** Extracted data follows **

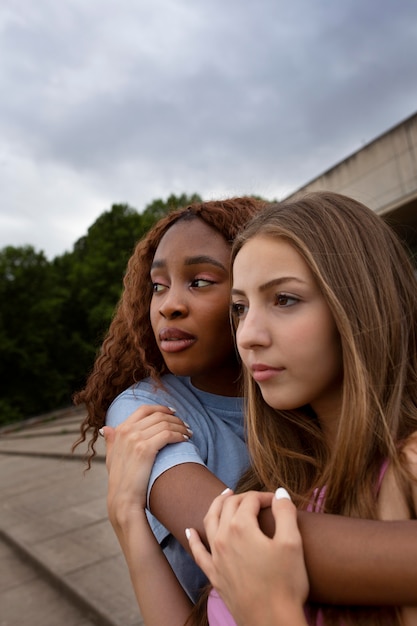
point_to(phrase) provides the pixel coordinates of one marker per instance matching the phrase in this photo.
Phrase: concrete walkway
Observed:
(60, 562)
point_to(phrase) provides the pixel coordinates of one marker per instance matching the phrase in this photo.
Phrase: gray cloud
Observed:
(111, 101)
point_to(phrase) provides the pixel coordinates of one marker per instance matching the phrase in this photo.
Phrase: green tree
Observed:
(158, 208)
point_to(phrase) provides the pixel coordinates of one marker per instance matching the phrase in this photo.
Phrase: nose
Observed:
(252, 332)
(173, 305)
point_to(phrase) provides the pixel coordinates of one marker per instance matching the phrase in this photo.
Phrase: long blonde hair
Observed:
(368, 282)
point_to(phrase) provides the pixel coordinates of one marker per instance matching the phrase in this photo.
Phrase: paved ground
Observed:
(60, 563)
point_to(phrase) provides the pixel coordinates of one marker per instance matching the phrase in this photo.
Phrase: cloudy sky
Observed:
(108, 101)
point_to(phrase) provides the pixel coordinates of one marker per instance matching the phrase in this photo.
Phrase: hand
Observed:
(131, 449)
(261, 580)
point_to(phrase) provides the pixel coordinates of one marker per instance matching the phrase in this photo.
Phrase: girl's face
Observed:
(286, 334)
(190, 306)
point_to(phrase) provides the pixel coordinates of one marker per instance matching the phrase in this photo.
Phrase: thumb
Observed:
(109, 434)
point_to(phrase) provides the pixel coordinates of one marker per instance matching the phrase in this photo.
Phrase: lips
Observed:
(262, 372)
(175, 340)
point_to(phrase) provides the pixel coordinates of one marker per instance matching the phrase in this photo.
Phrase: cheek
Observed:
(153, 312)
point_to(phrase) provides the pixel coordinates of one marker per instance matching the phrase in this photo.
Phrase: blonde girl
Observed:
(325, 304)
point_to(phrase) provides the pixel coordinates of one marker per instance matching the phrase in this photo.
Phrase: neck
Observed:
(223, 382)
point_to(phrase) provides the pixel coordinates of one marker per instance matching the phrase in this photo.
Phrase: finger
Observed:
(200, 553)
(147, 409)
(164, 420)
(249, 507)
(285, 514)
(215, 512)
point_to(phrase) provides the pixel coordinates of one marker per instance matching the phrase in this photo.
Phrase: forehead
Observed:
(192, 237)
(264, 258)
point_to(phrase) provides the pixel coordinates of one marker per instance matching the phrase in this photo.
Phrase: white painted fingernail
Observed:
(282, 493)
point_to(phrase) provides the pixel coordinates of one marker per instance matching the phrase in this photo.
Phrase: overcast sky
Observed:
(109, 101)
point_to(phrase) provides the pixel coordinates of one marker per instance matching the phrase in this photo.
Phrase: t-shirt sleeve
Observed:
(170, 456)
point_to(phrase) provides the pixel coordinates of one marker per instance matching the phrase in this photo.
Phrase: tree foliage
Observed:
(53, 314)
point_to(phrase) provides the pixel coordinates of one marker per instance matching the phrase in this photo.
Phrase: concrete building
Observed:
(382, 175)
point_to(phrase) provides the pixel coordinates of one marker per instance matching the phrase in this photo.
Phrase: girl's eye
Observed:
(158, 287)
(237, 309)
(201, 282)
(284, 300)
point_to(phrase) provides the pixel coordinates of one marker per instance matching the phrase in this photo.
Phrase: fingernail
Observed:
(282, 493)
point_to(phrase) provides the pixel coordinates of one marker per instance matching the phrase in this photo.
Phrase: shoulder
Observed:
(392, 503)
(410, 454)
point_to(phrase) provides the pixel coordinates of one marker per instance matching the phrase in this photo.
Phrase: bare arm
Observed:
(353, 561)
(344, 559)
(131, 450)
(181, 496)
(261, 580)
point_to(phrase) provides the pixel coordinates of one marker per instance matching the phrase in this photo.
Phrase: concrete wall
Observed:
(382, 175)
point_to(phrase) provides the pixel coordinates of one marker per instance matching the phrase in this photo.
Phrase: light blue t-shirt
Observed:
(217, 443)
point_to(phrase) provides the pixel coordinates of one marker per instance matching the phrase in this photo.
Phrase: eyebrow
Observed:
(192, 260)
(275, 282)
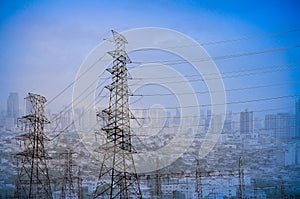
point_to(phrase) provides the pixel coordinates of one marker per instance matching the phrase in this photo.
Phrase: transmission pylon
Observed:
(241, 185)
(198, 181)
(33, 180)
(71, 183)
(118, 177)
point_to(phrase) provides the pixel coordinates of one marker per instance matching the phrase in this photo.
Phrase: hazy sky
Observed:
(43, 43)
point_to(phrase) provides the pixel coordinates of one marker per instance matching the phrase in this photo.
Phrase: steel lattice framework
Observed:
(33, 179)
(115, 180)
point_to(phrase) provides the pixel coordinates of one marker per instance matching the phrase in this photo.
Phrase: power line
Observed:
(221, 57)
(207, 92)
(233, 102)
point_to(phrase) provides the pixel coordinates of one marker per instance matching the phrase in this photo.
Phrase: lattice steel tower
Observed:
(116, 179)
(33, 179)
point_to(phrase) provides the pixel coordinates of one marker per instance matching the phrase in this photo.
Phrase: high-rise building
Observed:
(281, 124)
(12, 109)
(228, 122)
(297, 119)
(246, 122)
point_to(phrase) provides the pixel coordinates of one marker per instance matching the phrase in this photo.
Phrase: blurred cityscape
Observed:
(257, 156)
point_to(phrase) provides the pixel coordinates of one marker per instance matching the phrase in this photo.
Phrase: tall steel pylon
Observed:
(33, 180)
(71, 183)
(118, 177)
(241, 185)
(198, 181)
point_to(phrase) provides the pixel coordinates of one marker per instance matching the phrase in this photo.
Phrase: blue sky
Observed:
(43, 43)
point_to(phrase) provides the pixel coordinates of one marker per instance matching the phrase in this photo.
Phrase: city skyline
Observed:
(203, 96)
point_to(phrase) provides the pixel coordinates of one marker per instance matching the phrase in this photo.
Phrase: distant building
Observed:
(246, 122)
(12, 109)
(297, 120)
(281, 124)
(228, 122)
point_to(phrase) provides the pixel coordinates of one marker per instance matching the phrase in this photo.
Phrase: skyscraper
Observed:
(297, 119)
(246, 122)
(281, 124)
(12, 110)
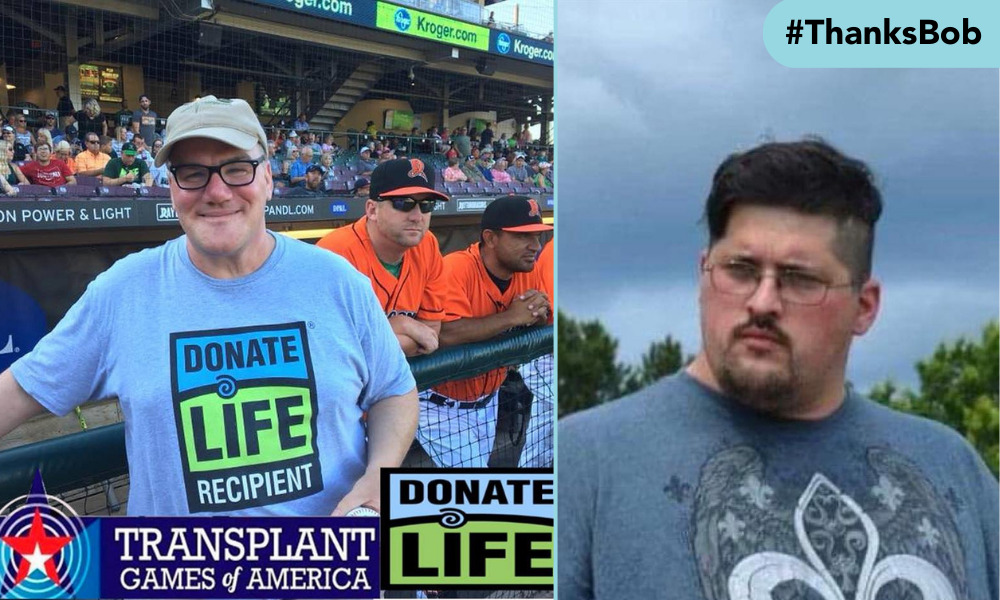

** End of Extracted data **

> Your assignment
Look through the listing and return each line containing the word "lattice".

> Solution for this task
Phrase: steel lattice framework
Phrase: lattice steel tower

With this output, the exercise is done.